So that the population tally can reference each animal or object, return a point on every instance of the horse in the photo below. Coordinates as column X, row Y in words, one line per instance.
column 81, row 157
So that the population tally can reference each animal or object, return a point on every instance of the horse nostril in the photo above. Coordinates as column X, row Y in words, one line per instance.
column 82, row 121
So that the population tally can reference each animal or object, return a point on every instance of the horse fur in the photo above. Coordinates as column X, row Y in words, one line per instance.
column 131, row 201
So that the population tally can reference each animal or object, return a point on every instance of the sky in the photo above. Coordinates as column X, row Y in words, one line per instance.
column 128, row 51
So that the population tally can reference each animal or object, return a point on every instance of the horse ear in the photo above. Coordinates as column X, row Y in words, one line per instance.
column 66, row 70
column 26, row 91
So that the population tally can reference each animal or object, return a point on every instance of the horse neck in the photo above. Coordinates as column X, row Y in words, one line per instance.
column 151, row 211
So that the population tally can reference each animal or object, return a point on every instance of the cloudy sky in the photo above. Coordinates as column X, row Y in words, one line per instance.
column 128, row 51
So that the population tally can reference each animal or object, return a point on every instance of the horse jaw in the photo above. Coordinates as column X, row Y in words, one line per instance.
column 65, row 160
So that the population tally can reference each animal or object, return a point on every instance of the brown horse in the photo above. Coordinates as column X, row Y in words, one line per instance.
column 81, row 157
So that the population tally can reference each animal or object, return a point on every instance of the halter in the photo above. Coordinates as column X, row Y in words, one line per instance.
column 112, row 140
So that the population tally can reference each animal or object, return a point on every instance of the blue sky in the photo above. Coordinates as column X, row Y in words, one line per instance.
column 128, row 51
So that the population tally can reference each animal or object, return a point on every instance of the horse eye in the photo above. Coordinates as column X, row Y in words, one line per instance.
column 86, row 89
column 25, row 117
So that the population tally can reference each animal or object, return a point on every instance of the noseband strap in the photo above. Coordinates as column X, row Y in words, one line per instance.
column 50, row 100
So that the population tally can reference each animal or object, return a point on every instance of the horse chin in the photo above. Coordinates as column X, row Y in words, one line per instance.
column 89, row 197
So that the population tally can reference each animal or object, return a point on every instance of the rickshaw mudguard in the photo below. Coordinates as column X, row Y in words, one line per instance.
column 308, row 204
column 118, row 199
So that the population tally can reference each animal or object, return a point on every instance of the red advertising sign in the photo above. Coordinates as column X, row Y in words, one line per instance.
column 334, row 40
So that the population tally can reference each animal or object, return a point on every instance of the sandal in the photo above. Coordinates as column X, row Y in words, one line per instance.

*EXERCISE OBJECTIVE*
Change "population tally" to "wildlife census" everywhere it appears in the data above, and write out all the lines again with nothing else altered.

*FULL ANSWER*
So that the wildlife census can reference each animal or object, return a point on every instance of the horse in the photo below. Coordinates as column X, row Y in words, one line per instance.
column 81, row 157
So that the wildlife census can reference each animal or object, return a point on every instance of the horse nostril in the photo above. Coordinates as column X, row Y in words, one line per instance.
column 82, row 121
So that the wildlife census can reference each animal or object, return a point on every instance of the horse fur in the photo above. Coordinates as column X, row Y in words, one line per instance.
column 131, row 201
So that the wildlife census can reference each animal or object, return a point on every instance of the sky in the photo above. Coordinates as column X, row Y in words, one line per instance.
column 128, row 51
So that the wildlife census can reference each animal or object, return a point on every instance of the horse ear in the photo above. Coordinates as column X, row Y in words, one line per instance.
column 66, row 70
column 26, row 91
So that the wildlife census can reference each animal or object, return a point on every instance of the horse neck in the photo above. Coordinates as column X, row Y in words, one line per instance.
column 151, row 211
So that the wildlife census can reference each animal or object, return a point on every instance of the cloudy sky in the photo above. Coordinates as column X, row Y in words, one line per instance.
column 128, row 51
So that the wildlife census can reference each animal or object, return a point on every instance of the horse jaw in the photo above. Coordinates as column X, row Y in words, one line per instance.
column 65, row 160
So that the wildlife census can reference each animal or object, return a point on every instance of the brown horse in the photo above. Coordinates as column X, row Y in words, one line per instance.
column 81, row 157
So that the wildlife census can reference each animal or object, return a point on every instance of the halter in the photo above. Coordinates as column X, row Y in words, one line per instance.
column 112, row 140
So that the wildlife census can reference each animal or object, return a point on every instance of the blue sky in the photo above. Coordinates as column X, row Y in words, one line per instance.
column 128, row 51
So that the wildlife census can reference each animal or object, return a point on every instance of the horse eye in the photo above. Coordinates as column X, row Y in words, one line per instance.
column 86, row 89
column 25, row 117
So that the wildlife census can reference each animal or object, return a point on every instance of the noseband strap in the photo above. Coordinates as column X, row Y in words, one line per instance.
column 50, row 100
So that the wildlife census can reference each animal or object, return a point on every instance of the horse chin in the photo above. Coordinates as column X, row Y in words, one line per instance.
column 89, row 197
So that the wildlife census can reference each animal or object, return a point on every instance of the rickshaw mudguard in the photo below. Coordinates as column X, row Y in words, one line per instance.
column 308, row 204
column 118, row 199
So that the wildlife census can reference each animal or object, return a point on every instance of the red advertising sign in the photo above. Coordinates as column X, row Y in words, one line per instance.
column 334, row 40
So that the wildlife census can reference each animal or object, return a point on every instance of the sandal in the photo above. Coordinates as column X, row Y in words, one line per instance.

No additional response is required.